* What to produce: Reproduce the entries word for word, starting at the first line and ending at the line that contains "x=152, y=152". Include both of those lines.

* Items:
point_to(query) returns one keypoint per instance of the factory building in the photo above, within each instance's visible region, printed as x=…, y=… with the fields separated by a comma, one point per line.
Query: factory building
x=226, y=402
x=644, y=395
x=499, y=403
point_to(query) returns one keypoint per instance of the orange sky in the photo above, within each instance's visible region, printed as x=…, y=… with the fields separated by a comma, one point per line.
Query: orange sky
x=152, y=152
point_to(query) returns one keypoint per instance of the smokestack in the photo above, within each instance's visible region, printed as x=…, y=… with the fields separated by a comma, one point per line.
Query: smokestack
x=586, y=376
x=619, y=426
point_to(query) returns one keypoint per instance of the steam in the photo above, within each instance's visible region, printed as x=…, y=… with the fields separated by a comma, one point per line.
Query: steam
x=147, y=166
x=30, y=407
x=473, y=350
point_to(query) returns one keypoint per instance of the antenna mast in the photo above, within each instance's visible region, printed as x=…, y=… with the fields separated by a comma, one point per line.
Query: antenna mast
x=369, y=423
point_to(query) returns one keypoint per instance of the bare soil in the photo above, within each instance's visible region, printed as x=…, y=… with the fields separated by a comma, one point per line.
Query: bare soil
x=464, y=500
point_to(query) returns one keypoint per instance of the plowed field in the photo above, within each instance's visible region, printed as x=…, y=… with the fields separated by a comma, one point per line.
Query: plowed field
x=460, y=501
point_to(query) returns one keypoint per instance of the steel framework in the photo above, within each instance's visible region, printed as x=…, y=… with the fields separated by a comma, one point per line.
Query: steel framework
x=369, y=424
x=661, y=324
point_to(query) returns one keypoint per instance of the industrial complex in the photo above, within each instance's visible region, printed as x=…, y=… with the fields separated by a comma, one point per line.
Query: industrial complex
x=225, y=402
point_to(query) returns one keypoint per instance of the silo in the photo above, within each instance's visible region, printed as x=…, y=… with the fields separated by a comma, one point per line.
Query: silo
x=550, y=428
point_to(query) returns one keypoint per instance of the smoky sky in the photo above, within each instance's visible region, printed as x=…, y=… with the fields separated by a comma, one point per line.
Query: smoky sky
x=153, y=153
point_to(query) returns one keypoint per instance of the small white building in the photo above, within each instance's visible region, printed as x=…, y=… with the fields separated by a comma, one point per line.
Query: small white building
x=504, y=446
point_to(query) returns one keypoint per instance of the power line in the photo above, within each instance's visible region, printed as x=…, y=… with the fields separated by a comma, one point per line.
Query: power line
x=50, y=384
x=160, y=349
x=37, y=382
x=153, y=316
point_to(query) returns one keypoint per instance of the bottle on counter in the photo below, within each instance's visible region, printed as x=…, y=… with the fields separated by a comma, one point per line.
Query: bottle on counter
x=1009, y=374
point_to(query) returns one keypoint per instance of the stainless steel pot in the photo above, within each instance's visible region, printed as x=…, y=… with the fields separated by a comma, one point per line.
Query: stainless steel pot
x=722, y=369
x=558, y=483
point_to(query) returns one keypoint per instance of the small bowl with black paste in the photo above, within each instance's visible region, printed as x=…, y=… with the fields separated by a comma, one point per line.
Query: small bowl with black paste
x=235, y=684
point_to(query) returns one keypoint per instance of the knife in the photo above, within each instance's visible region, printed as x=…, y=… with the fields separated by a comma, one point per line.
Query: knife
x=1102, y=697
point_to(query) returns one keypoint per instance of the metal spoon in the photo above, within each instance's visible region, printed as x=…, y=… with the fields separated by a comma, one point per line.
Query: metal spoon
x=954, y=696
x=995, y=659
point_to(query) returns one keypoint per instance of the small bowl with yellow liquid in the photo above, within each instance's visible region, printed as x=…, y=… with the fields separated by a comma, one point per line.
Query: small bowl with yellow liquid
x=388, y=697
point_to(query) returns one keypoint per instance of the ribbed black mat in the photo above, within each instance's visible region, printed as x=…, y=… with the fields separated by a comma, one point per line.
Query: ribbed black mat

* Correct response:
point_to(query) returns one keypoint per instance of the factory building in the photo above, within each instance's visible region, printed as x=…, y=… with the fields separated by a comma, one point per line.
Query: factory building
x=226, y=402
x=644, y=395
x=499, y=403
point_to(query) returns one keypoint per instance of the orange sky in the photo above, within each instance's visible region, printed as x=…, y=… with the fields separated by a comma, one point per line.
Query: orange sky
x=152, y=152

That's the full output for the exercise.